- **Prompt**
Transcribe each of the records below word for word, omitting the pictures.

- **Records to process**
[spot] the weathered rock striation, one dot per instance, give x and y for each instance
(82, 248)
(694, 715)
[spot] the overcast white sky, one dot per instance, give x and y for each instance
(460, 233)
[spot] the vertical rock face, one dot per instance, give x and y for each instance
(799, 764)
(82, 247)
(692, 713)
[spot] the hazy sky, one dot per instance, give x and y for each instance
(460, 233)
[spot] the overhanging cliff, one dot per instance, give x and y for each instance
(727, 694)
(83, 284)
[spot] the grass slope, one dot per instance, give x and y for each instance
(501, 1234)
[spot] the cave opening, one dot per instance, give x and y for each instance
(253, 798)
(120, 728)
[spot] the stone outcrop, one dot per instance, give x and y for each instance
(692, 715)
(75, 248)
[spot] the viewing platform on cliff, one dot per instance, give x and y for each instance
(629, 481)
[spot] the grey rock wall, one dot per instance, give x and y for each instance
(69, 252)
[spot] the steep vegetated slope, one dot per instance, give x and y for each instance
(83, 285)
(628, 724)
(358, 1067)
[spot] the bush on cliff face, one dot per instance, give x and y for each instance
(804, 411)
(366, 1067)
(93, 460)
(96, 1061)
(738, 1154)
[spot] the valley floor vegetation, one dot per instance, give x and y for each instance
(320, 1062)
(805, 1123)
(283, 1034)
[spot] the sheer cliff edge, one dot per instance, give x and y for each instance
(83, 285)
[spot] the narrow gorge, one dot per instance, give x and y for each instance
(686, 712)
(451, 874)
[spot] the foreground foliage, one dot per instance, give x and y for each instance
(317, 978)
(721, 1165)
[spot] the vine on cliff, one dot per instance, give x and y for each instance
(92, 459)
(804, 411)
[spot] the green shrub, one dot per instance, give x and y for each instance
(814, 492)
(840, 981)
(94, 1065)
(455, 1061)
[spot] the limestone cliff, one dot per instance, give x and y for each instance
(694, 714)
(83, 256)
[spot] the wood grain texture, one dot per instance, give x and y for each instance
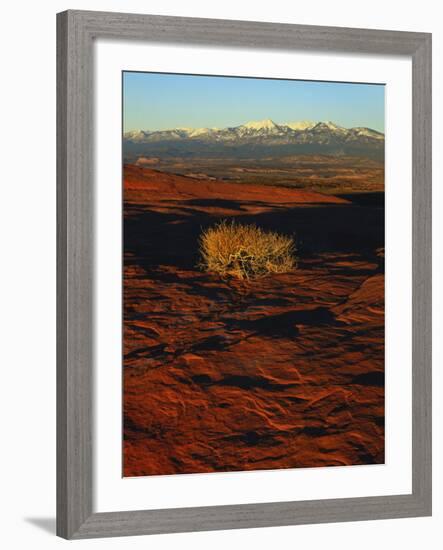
(76, 31)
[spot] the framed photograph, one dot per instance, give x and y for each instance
(244, 274)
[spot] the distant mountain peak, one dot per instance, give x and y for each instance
(300, 124)
(298, 137)
(266, 124)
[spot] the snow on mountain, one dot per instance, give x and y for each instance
(299, 136)
(266, 124)
(300, 125)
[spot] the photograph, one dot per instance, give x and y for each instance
(253, 274)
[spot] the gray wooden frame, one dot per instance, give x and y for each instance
(76, 31)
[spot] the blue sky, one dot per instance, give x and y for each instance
(154, 101)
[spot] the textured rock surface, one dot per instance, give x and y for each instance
(285, 371)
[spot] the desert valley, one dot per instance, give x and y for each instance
(280, 371)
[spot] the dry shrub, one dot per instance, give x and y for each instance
(245, 251)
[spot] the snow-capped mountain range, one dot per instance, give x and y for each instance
(263, 136)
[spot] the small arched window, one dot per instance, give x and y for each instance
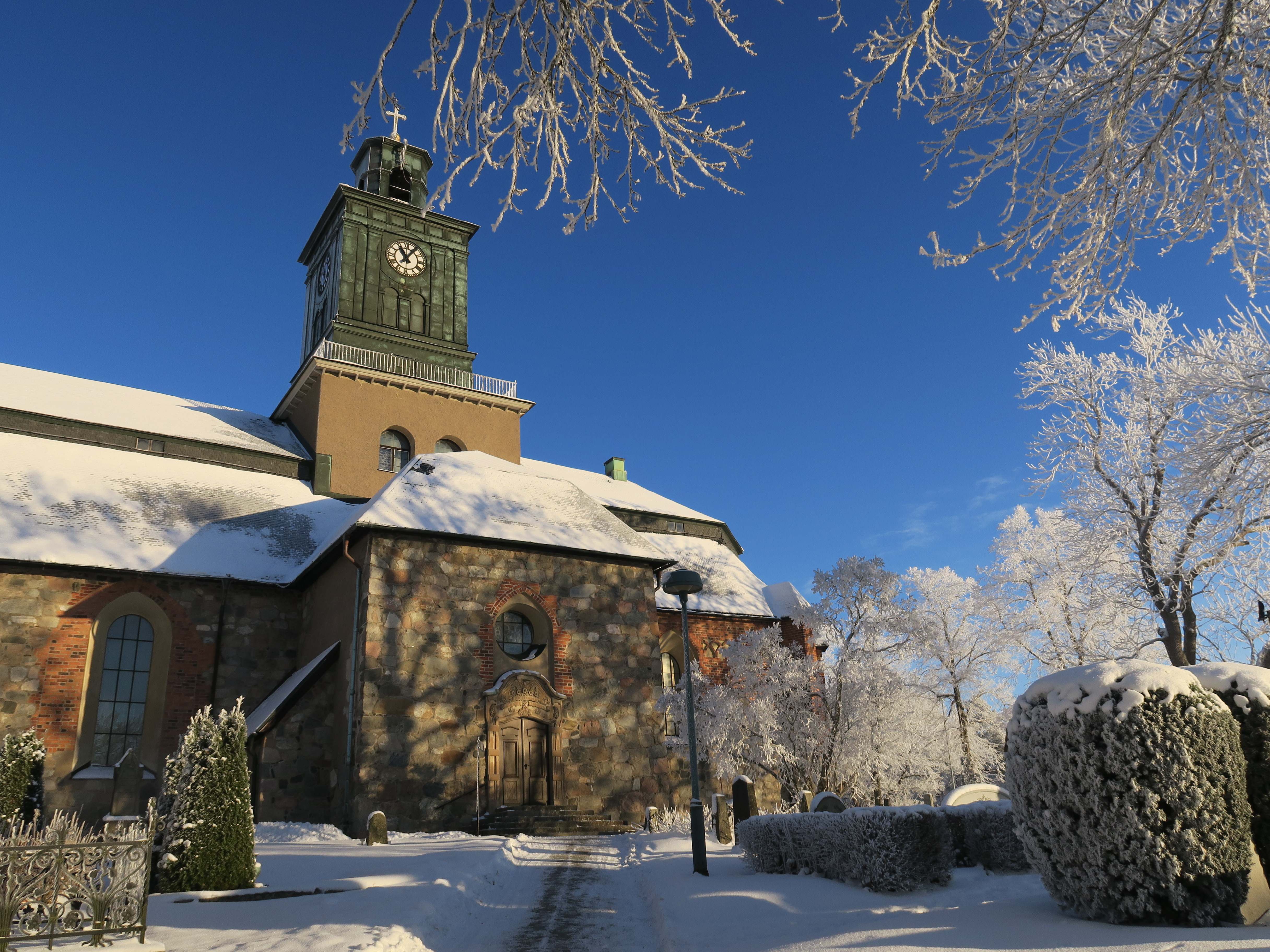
(671, 682)
(515, 635)
(121, 704)
(394, 451)
(670, 671)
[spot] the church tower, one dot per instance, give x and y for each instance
(387, 372)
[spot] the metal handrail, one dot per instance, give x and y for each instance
(420, 370)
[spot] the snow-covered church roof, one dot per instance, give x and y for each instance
(127, 408)
(620, 494)
(730, 588)
(479, 496)
(86, 506)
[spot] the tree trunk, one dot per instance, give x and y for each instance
(1191, 626)
(963, 723)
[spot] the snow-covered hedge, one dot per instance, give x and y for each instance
(984, 835)
(1130, 790)
(883, 848)
(1247, 691)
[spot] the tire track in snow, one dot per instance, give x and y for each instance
(590, 902)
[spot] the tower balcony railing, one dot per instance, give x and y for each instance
(420, 370)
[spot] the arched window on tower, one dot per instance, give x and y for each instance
(399, 185)
(671, 682)
(394, 451)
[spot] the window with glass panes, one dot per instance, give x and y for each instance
(394, 451)
(671, 681)
(121, 705)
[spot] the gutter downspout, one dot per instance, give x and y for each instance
(352, 687)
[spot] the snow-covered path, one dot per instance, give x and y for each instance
(589, 901)
(632, 893)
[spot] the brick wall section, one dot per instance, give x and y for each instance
(46, 621)
(422, 705)
(709, 634)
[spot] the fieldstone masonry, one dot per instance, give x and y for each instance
(428, 635)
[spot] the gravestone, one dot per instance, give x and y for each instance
(377, 829)
(975, 794)
(745, 804)
(126, 801)
(827, 803)
(723, 817)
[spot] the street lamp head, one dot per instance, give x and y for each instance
(683, 582)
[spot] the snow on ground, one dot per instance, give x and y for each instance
(454, 893)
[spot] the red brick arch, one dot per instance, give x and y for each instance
(562, 675)
(67, 654)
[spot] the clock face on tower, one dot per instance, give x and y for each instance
(406, 258)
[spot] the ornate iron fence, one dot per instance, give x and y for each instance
(64, 882)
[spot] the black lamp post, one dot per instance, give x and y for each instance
(685, 583)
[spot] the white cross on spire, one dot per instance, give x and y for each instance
(396, 116)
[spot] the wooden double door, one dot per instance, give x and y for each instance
(526, 763)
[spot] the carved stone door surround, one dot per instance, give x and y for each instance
(515, 696)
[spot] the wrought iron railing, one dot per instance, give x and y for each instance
(420, 370)
(63, 882)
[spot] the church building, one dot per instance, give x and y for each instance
(415, 615)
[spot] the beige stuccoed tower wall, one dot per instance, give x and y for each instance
(341, 410)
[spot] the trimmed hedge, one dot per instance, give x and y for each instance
(882, 848)
(1247, 692)
(1130, 791)
(984, 835)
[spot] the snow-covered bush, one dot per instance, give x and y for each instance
(1247, 691)
(208, 841)
(22, 777)
(984, 835)
(882, 848)
(1130, 790)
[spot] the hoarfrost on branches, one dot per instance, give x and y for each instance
(1113, 122)
(524, 86)
(1060, 593)
(1160, 454)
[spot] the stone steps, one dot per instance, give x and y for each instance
(549, 822)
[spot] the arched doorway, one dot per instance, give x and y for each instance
(524, 767)
(526, 762)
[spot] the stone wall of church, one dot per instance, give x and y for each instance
(46, 624)
(430, 615)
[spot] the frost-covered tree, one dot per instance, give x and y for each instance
(860, 601)
(845, 722)
(22, 777)
(1150, 455)
(208, 837)
(1060, 593)
(1113, 124)
(957, 654)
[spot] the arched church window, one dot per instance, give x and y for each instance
(394, 451)
(515, 635)
(399, 185)
(670, 681)
(121, 706)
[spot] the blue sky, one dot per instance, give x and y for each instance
(781, 360)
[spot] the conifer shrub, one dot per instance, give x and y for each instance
(1130, 794)
(22, 777)
(882, 848)
(1247, 691)
(208, 840)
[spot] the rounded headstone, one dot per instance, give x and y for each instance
(377, 829)
(975, 794)
(827, 803)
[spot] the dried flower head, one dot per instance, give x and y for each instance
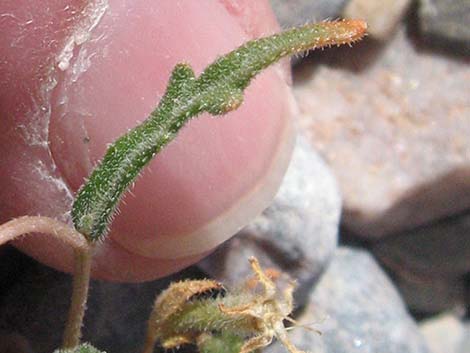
(255, 313)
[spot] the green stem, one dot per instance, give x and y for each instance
(81, 282)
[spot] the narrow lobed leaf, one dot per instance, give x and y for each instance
(218, 90)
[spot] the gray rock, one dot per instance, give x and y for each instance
(441, 249)
(429, 263)
(446, 21)
(466, 339)
(431, 295)
(34, 308)
(357, 309)
(445, 334)
(382, 16)
(297, 12)
(296, 234)
(395, 133)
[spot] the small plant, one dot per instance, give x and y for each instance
(237, 322)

- **Completed task**
[spot] the weathered rock striation, one dot per instance, give x and y for each instance
(82, 248)
(694, 715)
[spot] the overcast white sky, one dot per instance, give x and y for each instance
(460, 233)
[spot] the vertical rock face, one dot per instance, give x and y for each instance
(799, 764)
(82, 247)
(692, 713)
[spot] the hazy sky, one dot per instance, give x and y for each instance
(460, 233)
[spot] the overhanging cliff, one dot per instance, give x and y for each instance
(727, 694)
(83, 284)
[spot] the grass slope, one dot per instance, give x and y for each instance
(501, 1234)
[spot] the cave opening, one dot per instance, give x and y for each instance
(253, 798)
(120, 728)
[spot] the stone outcrop, one dot per instance, give x and y for each instance
(692, 715)
(75, 248)
[spot] the viewing platform on cliff, one dot per instance, give x and y for each instance
(629, 481)
[spot] the grey rock wall, one dot per instance, give x and y for each instance
(69, 252)
[spot] the steep vegetated slope, one dot per instance, give x and y for each instance
(83, 285)
(628, 724)
(358, 1067)
[spot] the bush on cliff face, one dot per instance, give x and y for each instance
(804, 411)
(366, 1067)
(93, 460)
(96, 1061)
(738, 1154)
[spot] the valley floor vegetation, one dot per instance, give x and y for each instance
(320, 1062)
(805, 1123)
(283, 1034)
[spot] the sheer cliff edge, one dot per instance, give x and y for each instance
(83, 285)
[spot] the narrow gorge, one dot per instance, give x and y for each instance
(686, 712)
(451, 874)
[spot] the foreground foliage, one dot per instance, give x and y for each instance
(317, 978)
(721, 1165)
[spot] the vine on cliff, one dot per instance, give x and y for each instance
(92, 459)
(804, 411)
[spot] the green shrub, one dot per instance, give x and y for each instance
(814, 492)
(840, 981)
(94, 1065)
(455, 1061)
[spot] the limestone cliff, one dot per instance, give x and y for each instance
(694, 714)
(83, 256)
[spot] the wood grain texture, one dot per instance, give x and y for each instance
(76, 31)
[spot] the framed photograph, one dot per instance, give x and y for each instance
(244, 274)
[spot] the distant mountain peak, one dot per instance, give x and y for each instance
(300, 124)
(298, 137)
(266, 124)
[spot] the snow on mountain, one dot per instance, give x and y for each instance
(299, 136)
(266, 124)
(300, 125)
[spot] the photograph, one dot per instance, give x and y for each instance
(253, 274)
[spot] the gray wooden frame, one dot per instance, give x and y for each instance
(76, 31)
[spot] the blue sky, one dot per instance, give x and y for each instance
(154, 101)
[spot] the textured rock surface, one dot per instance, give x and y for each instance
(285, 371)
[spot] the desert valley, one dot per instance, give x and y for each instance
(280, 371)
[spot] the dry shrub, one dot per instance, give x and y for each instance
(245, 251)
[spot] the snow-capped mountain range, one dot per instance, give x and y for each instance
(263, 136)
[spot] the small arched window, one dot per instance, give x and y for each instance
(671, 682)
(515, 635)
(121, 704)
(394, 451)
(670, 671)
[spot] the church tower, one dot per instance, give x and y for each instance
(387, 372)
[spot] the metal handrail, one dot per instance, give x and y for each instance
(420, 370)
[spot] the snow-covered church roof, one dot per instance, give x and y for each instance
(127, 408)
(620, 494)
(730, 588)
(479, 496)
(86, 506)
[spot] the tree trunk, one dot per instance, give x and y for each instance
(1191, 626)
(963, 723)
[spot] the snow-covered hedge, one dot per instance, give x and y for each instance
(984, 835)
(1130, 790)
(883, 848)
(1247, 691)
[spot] the tire track in snow, one dot per instance, give x and y for each instance
(590, 902)
[spot] the tower balcony railing, one dot per instance, give x and y for each instance
(420, 370)
[spot] the arched window on tower, one dot per instance, give x and y for each instance
(399, 185)
(671, 682)
(394, 451)
[spot] the window with glass panes, one dot per instance, give x and y for each instance
(394, 451)
(671, 681)
(121, 705)
[spot] the gutter downspout, one dot per instance, give x and y for each instance
(352, 687)
[spot] the snow-covered path, one dot per instance, give x and y for each instance
(589, 901)
(632, 893)
[spot] the brick wall section, one dot per instance, give x and y for each instance
(46, 621)
(422, 705)
(709, 634)
[spot] the fieldstone masonry, one dot per instance, give x and y for each instance
(428, 635)
[spot] the gravestone, one dot per instance, give x and y for each instance
(377, 829)
(975, 794)
(745, 804)
(126, 801)
(827, 803)
(723, 817)
[spot] the street lamp head, one dot per instance, give x and y for each instance
(683, 582)
[spot] the snow on ground, one dot per instance, give x and y for each instance
(454, 893)
[spot] the red brick arch, one dot per instance, give x and y for each instance
(562, 675)
(67, 654)
[spot] the clock face on tower, one dot per instance, give x and y for each instance
(406, 258)
[spot] the ornate iron fence, one dot per instance, give x and y for each instance
(64, 882)
[spot] the black lamp post, one dot per instance, give x and y for each instance
(685, 583)
[spot] the white cross on spire, one dot per instance, give x and y for each instance
(396, 116)
[spot] the wooden double door, one dot per instance, give x and y for each instance
(526, 763)
[spot] the carved stone door surround, one dot per instance, give x and y for each instance
(515, 696)
[spot] the wrought iron railing, one dot per instance, give x and y for each instance
(420, 370)
(63, 882)
[spot] the church building, one dot per instance, give x and y for each instance
(415, 615)
[spot] the beige stuccoed tower wall, one dot per instance, give x and y for each instance
(341, 410)
[spot] the trimmed hedge, one dot per instance, give x and y for each instance
(882, 848)
(1247, 692)
(1130, 791)
(984, 835)
[spot] the snow-covered bush, one dot per instance, give x and y for each instance
(1247, 691)
(208, 841)
(22, 777)
(984, 835)
(882, 848)
(1130, 790)
[spot] the hoarfrost on branches, one dot per instance, give x and y for each instance
(1113, 122)
(524, 86)
(1060, 593)
(1160, 454)
[spot] the stone steps, one dot per instance, give x and y for each instance
(549, 822)
[spot] the arched doorway, one dot per instance, give x and y for each instance
(524, 767)
(526, 762)
[spot] the stone wall of church, one dot per instance, give x and y for each instance
(46, 624)
(430, 615)
[spot] the frost-covered tree, one dot per instance, give x and y for each instance
(860, 601)
(845, 722)
(22, 777)
(1150, 455)
(208, 837)
(1060, 593)
(1113, 124)
(957, 654)
[spot] the arched church window, one dot per instance, give x and y for each instance
(394, 451)
(515, 635)
(399, 185)
(670, 681)
(121, 706)
[spot] the blue sky, one dot per instance, give x and y for each instance
(781, 360)
[spot] the conifer shrub, one dot per instance, give x and y for each instance
(1130, 794)
(22, 777)
(882, 848)
(1247, 691)
(208, 840)
[spot] the rounded headstone, one dot per instance, give x and y for each instance
(377, 829)
(975, 794)
(827, 803)
[spot] the dried flower head, one dot per instance, give x and y for each instance
(255, 313)
[spot] the green stem, one dot per instance, give x and y for each instance
(81, 282)
[spot] the narrow lobed leaf, one dot per instance, give x and y for each instance
(218, 90)
[spot] the gray rock, one dot per instance, give x and y for each instance
(441, 249)
(429, 263)
(446, 21)
(466, 339)
(431, 295)
(34, 308)
(357, 309)
(445, 334)
(382, 16)
(297, 12)
(296, 234)
(395, 133)
[spot] the small plant, one dot per instance, give x and y for each instance
(237, 322)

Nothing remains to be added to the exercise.